Texto proporcionado:
Según un estudio sociológico reciente, un tercio de los católicos estadounidenses está pensando apostatar de su fe en la Iglesia católica. Ello, como consecuencia de la oleada de abusos del clero. Así que, porque tú pecas, debo pecar yo también. ¡Qué berenjenal! Como aquella dependienta de una tienda que el otro día afirmaba a sus compañeras que si un hombre violara a su hija, lo mataría. Y se quedaba tan fresca, sin que las demás se inmutaran. Hasta se defendió, agresiva, cuando intervine ante semejante osadía, dejándola sin aliento.
No sorprende que así sea, puesto que Estados Unidos, en cuestión de abusos al sacramento del matrimonio, la castidad y la revancha, va a la cabeza del planeta. Y aquí ya estamos igual, y más “modelnos”. Porque “apostatar” de las enseñanzas de la Iglesia, se entiende siempre como pasar a dar barra libre al sexo (lo cual significa que no es bien vivida la sexualidad ni “estando” en la Iglesia). Otro dato que podríamos cruzar es el de la baja natalidad, que ya nadie duda que está llevándonos a un invierno demográfico que traerá otros “inviernos”. Una es consecuencia de lo otro. Por eso no estará de más destacar una anotación que hizo hace unas semanas Sabatino Carnazzo, en plena Cuaresma.

(Entradas extraídas de una colección)
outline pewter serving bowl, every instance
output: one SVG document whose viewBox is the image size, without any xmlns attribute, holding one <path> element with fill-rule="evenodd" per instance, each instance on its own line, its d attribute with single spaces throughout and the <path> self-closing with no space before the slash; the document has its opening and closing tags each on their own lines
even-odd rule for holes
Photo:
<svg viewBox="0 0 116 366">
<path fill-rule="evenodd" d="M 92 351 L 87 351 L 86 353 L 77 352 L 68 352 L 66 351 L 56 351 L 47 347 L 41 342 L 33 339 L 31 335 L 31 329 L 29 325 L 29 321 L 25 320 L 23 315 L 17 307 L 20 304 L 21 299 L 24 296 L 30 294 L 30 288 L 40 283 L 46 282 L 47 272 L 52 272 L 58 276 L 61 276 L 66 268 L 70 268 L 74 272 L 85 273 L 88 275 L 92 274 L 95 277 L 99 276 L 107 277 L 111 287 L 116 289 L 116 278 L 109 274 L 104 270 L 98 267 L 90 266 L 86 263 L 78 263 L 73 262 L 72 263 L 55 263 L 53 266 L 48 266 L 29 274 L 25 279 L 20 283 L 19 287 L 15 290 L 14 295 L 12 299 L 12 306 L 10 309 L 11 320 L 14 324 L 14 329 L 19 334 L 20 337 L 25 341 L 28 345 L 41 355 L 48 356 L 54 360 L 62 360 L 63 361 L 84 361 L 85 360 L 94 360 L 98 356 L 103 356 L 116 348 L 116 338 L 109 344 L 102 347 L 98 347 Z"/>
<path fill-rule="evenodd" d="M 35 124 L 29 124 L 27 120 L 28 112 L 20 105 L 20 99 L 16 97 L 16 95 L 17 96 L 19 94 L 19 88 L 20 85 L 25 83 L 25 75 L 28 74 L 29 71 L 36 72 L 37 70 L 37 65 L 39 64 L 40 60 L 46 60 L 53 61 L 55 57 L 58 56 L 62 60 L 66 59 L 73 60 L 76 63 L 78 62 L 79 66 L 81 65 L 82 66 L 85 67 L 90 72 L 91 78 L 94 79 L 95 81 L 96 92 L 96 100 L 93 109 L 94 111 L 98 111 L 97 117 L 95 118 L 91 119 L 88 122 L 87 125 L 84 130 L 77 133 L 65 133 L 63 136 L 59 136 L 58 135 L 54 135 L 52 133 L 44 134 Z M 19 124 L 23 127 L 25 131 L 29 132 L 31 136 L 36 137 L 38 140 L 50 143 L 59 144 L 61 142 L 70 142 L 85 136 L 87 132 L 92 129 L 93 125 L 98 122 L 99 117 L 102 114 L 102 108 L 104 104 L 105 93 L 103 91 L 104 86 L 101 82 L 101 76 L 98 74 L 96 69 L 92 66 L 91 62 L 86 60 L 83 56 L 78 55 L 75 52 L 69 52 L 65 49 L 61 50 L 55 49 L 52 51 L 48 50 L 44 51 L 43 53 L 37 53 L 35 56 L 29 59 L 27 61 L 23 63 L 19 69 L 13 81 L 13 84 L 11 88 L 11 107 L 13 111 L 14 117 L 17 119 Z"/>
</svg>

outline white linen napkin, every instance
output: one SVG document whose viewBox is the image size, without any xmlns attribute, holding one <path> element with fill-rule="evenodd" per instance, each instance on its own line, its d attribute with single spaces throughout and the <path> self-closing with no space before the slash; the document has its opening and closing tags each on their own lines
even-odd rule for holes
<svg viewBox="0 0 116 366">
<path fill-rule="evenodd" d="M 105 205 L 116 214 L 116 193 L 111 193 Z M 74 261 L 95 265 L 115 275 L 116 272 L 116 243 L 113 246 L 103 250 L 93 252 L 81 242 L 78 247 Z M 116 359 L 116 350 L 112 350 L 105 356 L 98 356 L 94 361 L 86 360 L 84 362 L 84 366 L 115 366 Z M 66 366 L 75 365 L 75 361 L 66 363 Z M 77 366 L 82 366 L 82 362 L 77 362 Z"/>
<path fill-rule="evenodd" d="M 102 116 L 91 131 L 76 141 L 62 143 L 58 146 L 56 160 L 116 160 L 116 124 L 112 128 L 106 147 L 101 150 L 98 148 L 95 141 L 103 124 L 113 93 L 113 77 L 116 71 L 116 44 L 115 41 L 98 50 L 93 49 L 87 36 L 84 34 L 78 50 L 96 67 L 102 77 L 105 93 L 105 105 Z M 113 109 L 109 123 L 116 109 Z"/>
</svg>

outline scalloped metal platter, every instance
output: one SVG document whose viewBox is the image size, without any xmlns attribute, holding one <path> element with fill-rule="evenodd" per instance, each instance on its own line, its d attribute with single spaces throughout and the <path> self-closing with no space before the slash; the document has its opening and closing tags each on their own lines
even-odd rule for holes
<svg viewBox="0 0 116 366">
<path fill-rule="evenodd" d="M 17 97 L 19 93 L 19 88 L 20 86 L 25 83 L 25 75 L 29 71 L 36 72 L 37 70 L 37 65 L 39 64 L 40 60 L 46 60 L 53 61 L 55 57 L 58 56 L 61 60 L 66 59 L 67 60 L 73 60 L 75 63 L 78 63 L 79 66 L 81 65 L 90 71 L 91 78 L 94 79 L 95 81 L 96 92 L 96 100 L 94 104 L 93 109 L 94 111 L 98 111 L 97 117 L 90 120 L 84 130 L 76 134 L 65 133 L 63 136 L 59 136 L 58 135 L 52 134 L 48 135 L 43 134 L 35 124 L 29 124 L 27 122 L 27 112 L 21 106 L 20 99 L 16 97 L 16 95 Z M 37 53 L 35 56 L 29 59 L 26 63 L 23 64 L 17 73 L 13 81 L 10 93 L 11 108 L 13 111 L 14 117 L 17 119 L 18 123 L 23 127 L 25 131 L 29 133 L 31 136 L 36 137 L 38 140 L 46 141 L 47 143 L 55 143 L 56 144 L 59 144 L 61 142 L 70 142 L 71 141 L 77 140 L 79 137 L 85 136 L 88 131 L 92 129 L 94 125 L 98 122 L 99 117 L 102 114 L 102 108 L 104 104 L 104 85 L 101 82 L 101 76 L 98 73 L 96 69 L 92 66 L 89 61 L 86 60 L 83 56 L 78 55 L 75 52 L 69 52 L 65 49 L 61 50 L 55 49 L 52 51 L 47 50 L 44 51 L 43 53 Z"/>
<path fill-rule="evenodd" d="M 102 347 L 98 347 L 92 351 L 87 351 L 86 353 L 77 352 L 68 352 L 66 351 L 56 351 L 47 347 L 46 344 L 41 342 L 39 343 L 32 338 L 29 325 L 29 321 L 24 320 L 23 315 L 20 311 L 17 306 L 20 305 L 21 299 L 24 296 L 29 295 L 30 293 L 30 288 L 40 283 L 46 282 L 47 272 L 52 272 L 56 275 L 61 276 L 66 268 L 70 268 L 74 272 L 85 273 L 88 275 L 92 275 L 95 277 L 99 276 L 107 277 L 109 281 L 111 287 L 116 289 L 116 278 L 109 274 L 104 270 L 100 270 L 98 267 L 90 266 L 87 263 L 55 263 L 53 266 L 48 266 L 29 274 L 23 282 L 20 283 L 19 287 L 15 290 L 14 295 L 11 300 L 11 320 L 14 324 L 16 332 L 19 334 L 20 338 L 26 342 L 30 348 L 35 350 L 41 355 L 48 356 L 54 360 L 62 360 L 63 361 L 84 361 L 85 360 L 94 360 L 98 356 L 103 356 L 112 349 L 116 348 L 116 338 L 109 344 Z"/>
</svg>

Lo que se pide:
¿Puedes continuar el texto sobre la apostasía de los católicos estadounidenses a partir de su última oración? Las entradas no desempeñan ningún papel aquí.

Respuesta:
Este diácono, director ejecutivo y fundador del Instituto de Cultura Católica de Estados Unidos, recuerda la importancia del ayuno como práctica habitual obligada en tiempo cuaresmal. Afirma que hunde sus raíces en toda la Biblia, desde la creación del hombre y la mujer, con la prohibición de comer el fruto del árbol de la ciencia del bien y del mal. Llega incluso a destacar que el ayuno apartó a Jesucristo al desierto cuarenta días y cuarenta noches “para restaurar nuestra humanidad”, perdida por nuestros primeros padres. Pero no se limita a dictaminar, sino que aclara el porqué debe ser así: para nuestro crecimiento en aquella perfección original del ser humano.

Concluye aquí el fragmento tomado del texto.